> _OBJETIVO_:
Identifique no material todas as linhas em que aparece a palavra "white" e copie cada uma delas. Diferencie maiúsculas de minúsculas.

> _MATERIAL A PROCESSAR_:
------------------------------------------------
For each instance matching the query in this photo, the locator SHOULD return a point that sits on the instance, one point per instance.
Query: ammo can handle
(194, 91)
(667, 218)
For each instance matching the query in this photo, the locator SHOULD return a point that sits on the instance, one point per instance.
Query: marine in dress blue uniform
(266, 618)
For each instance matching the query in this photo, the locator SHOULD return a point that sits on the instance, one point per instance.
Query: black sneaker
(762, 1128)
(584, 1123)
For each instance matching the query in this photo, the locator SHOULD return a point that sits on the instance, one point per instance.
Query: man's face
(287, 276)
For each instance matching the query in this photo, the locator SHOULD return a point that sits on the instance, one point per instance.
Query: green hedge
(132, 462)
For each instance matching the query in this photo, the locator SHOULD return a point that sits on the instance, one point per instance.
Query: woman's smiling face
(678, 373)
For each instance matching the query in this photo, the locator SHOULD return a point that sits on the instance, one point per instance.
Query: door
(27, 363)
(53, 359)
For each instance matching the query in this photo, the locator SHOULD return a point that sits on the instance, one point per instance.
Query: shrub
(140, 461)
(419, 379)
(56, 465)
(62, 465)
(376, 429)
------------------------------------------------
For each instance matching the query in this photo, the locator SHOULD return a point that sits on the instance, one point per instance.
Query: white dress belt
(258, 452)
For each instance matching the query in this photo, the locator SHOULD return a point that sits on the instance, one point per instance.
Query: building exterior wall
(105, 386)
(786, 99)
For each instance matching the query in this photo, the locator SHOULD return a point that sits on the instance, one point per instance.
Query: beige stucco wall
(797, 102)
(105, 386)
------------------------------------------------
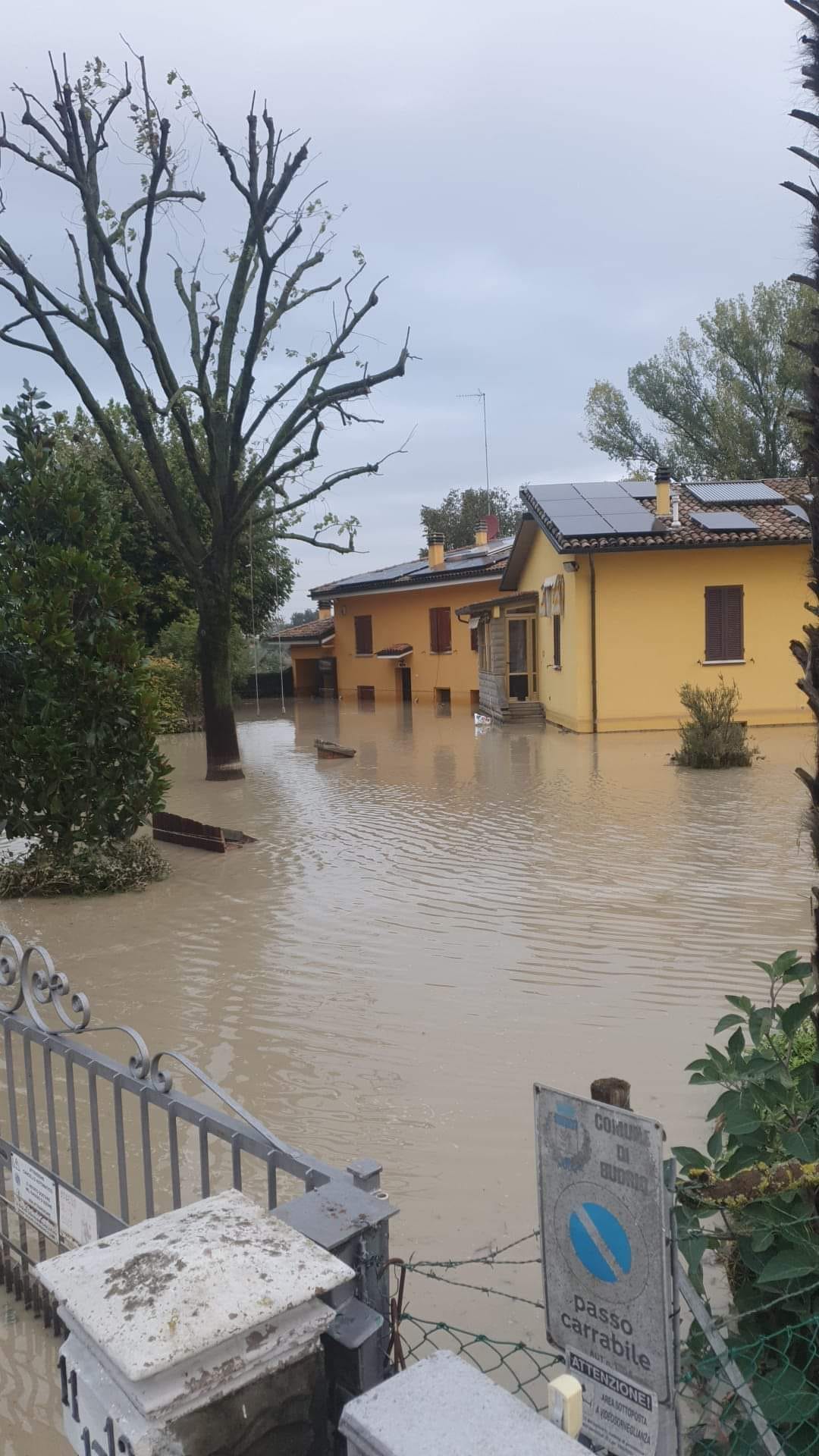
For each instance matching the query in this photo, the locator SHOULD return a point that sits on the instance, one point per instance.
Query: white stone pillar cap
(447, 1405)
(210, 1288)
------------------------------------------------
> _RESULTADO DO EXERCÍCIO_:
Query: white dress belt
Query: white stone pillar cap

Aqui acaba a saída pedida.